» TASK TO COMPLETE
Every record must come back unchanged, apart from the pictures, which are dropped.

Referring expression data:
★ ★ ★ ★ ★ ★ ★
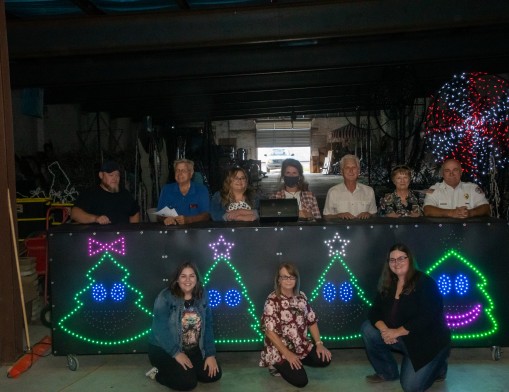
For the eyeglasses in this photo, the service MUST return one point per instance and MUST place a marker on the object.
(400, 260)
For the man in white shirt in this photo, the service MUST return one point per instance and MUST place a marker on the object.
(453, 198)
(350, 200)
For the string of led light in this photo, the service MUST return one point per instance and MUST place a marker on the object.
(468, 119)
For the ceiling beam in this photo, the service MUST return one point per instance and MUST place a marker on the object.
(276, 23)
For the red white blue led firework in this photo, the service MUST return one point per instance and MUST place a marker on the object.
(468, 119)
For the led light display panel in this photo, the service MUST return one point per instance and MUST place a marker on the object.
(104, 282)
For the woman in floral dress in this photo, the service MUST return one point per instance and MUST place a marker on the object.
(286, 319)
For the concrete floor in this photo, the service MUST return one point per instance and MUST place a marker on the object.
(470, 370)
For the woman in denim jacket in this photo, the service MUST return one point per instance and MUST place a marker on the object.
(181, 345)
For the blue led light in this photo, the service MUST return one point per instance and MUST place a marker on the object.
(345, 291)
(99, 292)
(461, 284)
(329, 292)
(214, 298)
(232, 297)
(118, 292)
(444, 284)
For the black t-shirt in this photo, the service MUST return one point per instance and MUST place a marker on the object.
(116, 206)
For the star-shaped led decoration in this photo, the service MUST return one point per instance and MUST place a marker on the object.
(221, 248)
(337, 245)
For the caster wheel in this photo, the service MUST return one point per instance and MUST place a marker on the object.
(72, 362)
(45, 316)
(495, 353)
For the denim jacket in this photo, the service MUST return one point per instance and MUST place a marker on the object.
(167, 324)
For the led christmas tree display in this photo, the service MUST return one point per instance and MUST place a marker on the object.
(235, 317)
(467, 304)
(338, 295)
(108, 308)
(469, 120)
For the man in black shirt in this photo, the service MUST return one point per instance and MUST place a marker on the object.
(106, 203)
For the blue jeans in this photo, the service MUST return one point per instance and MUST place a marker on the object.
(382, 360)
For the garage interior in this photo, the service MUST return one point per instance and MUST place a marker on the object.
(90, 80)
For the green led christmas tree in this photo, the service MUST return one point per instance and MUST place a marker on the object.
(235, 317)
(109, 310)
(467, 304)
(339, 296)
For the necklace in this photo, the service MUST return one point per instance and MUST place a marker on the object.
(293, 195)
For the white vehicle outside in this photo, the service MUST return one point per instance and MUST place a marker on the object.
(276, 158)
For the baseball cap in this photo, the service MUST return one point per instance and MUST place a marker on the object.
(110, 167)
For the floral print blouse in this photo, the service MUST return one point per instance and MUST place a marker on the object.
(391, 202)
(289, 318)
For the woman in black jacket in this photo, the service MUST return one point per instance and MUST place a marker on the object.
(407, 316)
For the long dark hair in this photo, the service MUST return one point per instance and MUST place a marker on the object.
(389, 280)
(226, 192)
(302, 184)
(174, 285)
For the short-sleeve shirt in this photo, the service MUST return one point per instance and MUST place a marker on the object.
(195, 202)
(465, 194)
(117, 206)
(289, 318)
(340, 200)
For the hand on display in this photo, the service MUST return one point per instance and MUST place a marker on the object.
(211, 364)
(184, 361)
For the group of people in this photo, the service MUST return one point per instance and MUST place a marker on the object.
(450, 198)
(237, 201)
(407, 316)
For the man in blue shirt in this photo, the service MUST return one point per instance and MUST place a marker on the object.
(190, 200)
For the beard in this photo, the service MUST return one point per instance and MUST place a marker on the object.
(111, 188)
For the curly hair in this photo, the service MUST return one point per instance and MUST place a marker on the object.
(302, 184)
(389, 280)
(226, 191)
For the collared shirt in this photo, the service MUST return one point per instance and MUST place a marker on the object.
(465, 194)
(340, 199)
(195, 202)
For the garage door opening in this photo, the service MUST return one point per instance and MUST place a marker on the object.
(272, 157)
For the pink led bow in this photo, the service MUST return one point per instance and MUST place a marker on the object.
(117, 246)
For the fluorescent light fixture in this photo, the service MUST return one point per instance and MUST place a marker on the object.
(283, 125)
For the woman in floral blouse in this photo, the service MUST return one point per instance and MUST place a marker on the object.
(286, 319)
(402, 202)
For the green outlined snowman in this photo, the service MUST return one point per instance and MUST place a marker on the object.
(468, 307)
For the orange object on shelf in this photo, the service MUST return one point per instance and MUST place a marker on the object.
(37, 247)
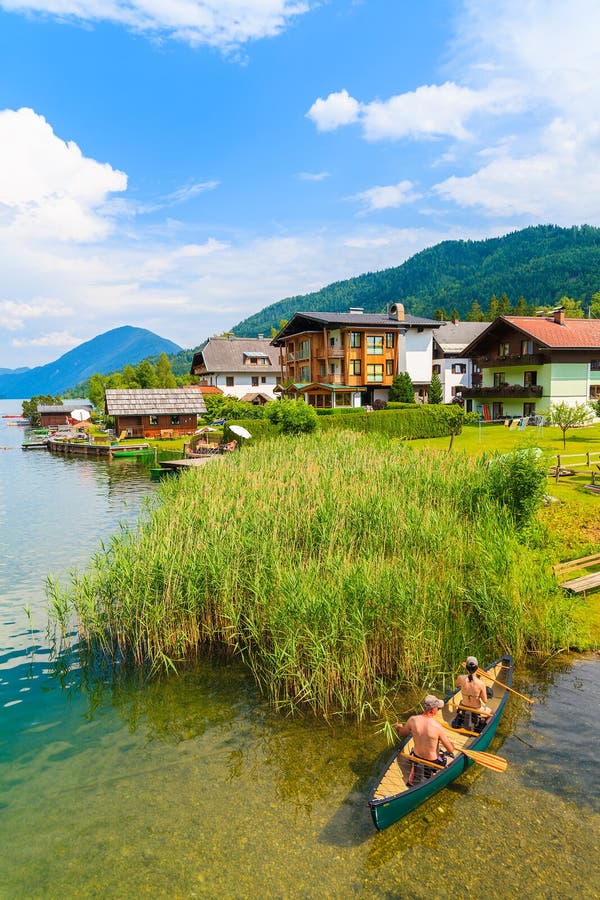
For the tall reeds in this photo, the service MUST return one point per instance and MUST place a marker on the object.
★ ★ ★ ★ ★ ★ ★
» TASK RESULT
For the eyeglasses in this photo, the service MUST return one point per instance and MUST place a marker on the object.
(400, 260)
For the man in white shirt in this photo, the service MUST return one point per instance and MUST place a marker on the object.
(453, 198)
(350, 200)
For the string of led light in this photo, the service MUST return one point per instance and MUST place a marker on the object.
(468, 119)
For the ceiling beam in this photo, the service MUST return one point per instance and MUST place a marker on the object.
(276, 23)
For the red white blue led firework in this photo, the service MUST return one point per instance and MUST place a marker on the object.
(468, 119)
For the led light display panel in this photo, the service MUST return one point per instance and MUST place a marker on the object.
(104, 282)
For the woman in floral dress in this photo, the service MUST return one point per instance and MUST place a marker on the object.
(286, 319)
For the concrete floor in this photo, the service MUST return one point per instance and MUST place a marker on the object.
(470, 370)
For the woman in denim jacket in this photo, the service MUST return one point per instance and MUST place a marker on the object.
(181, 345)
For the blue led light in this photo, the service MUST return one point per instance and MUST place a marker on the object.
(345, 291)
(99, 292)
(461, 284)
(329, 292)
(214, 298)
(232, 297)
(118, 292)
(444, 284)
For the black t-shirt in this photo, the service MUST return one point per instance and MUST place a marker on the object.
(116, 206)
For the star-shaped led decoration in this photo, the service MUST return one point per instance and MUST place a marker on the object.
(221, 248)
(337, 245)
For the caster wheel in this photo, the service MUST return one point per instance and MUST place a marker on the object.
(72, 362)
(45, 316)
(495, 353)
For the denim jacket in this photo, the service MUST return one point per instance and MUST place a marker on the object.
(167, 324)
For the led christmas tree display in this photo, the service MUST return one point per instance and MUST place a marker on the object.
(235, 317)
(467, 304)
(338, 295)
(108, 308)
(469, 120)
For the man in black shirt in this photo, the service MUST return one point per instance and MUST place a marker on the object.
(106, 203)
For the blue jeans in this photo, the service MUST return one point per instance and MUST place a marker on the object.
(382, 360)
For the garage interior in this photo, the service MUST return one point per instance and MUST place a marker on the object.
(90, 80)
For the green led christmas tree in this photo, the service MUST return one point per instance and MUST place a marker on the object.
(235, 317)
(109, 310)
(467, 304)
(339, 296)
For the necklace in this photo, the service MUST return one point per instance and MUST place a marker on the object.
(293, 195)
For the white vehicle outside in this photo, the service MUST return one point per instance and MUST place a marker on the object.
(276, 158)
For the baseball cap in this photo, the service MUST return one point per instance and MUST place a marker on the object.
(110, 167)
For the floral print blouse in this photo, the service MUST return one point per instance and MUST place a marker on the object.
(391, 202)
(289, 318)
For the woman in black jacket in this photo, the service MUST return one point per instance and MUST place a marker on the object.
(407, 316)
For the long dark hair in this photo, the service MUST return one point per instance and MUST place a marker on the object.
(389, 280)
(226, 192)
(302, 184)
(174, 285)
For the short-sleeve shirt in this photo, the service MUST return one point per instance and MUST place a marker on the object.
(195, 202)
(465, 194)
(117, 206)
(289, 318)
(340, 200)
For the hand on display in this photo, the service MUST return one point per instance and MUST place a marker on the object.
(211, 364)
(184, 361)
For the group of people in this photo, the service MUST return one point per instance and MUST place a marker on the object.
(450, 198)
(237, 201)
(407, 316)
For the man in blue shirt in this photo, the service MUST return one point per instance and MUST place a marker on the object.
(190, 200)
For the beard in this photo, the service MUST return one point per instance and MUST place a marker on the object.
(111, 188)
For the curly hair in this photo, the service MUST return one point per instance and MUST place a marker on the object.
(302, 184)
(389, 280)
(226, 191)
For the collared shirt in this photo, the service MUST return one point per instance and MUST place a marker on the object.
(465, 194)
(340, 199)
(195, 202)
For the garage door opening in this photo, the service MUST return one point per instance and MUST place a marker on the object.
(272, 157)
For the pink led bow in this photo, the service MUST return one point per instance and MUST place a marker on the object.
(117, 246)
For the fluorescent light fixture in this photo, the service MUST return one point per instance and MUST place a marker on the object.
(283, 125)
For the woman in floral blouse in this photo, the service MUST return one point per instance and MUST place a marker on the object.
(286, 319)
(402, 202)
For the green outlined snowman in this photo, the service MUST return one point per instance and MUST place a marker on the object.
(468, 307)
For the orange object on shelf in this photo, the service MUST return one point per instance and MUST place a marker on the object.
(37, 247)
For the tall reeds in this photo, the service MUST return one point per instance and MUST place a marker on the object.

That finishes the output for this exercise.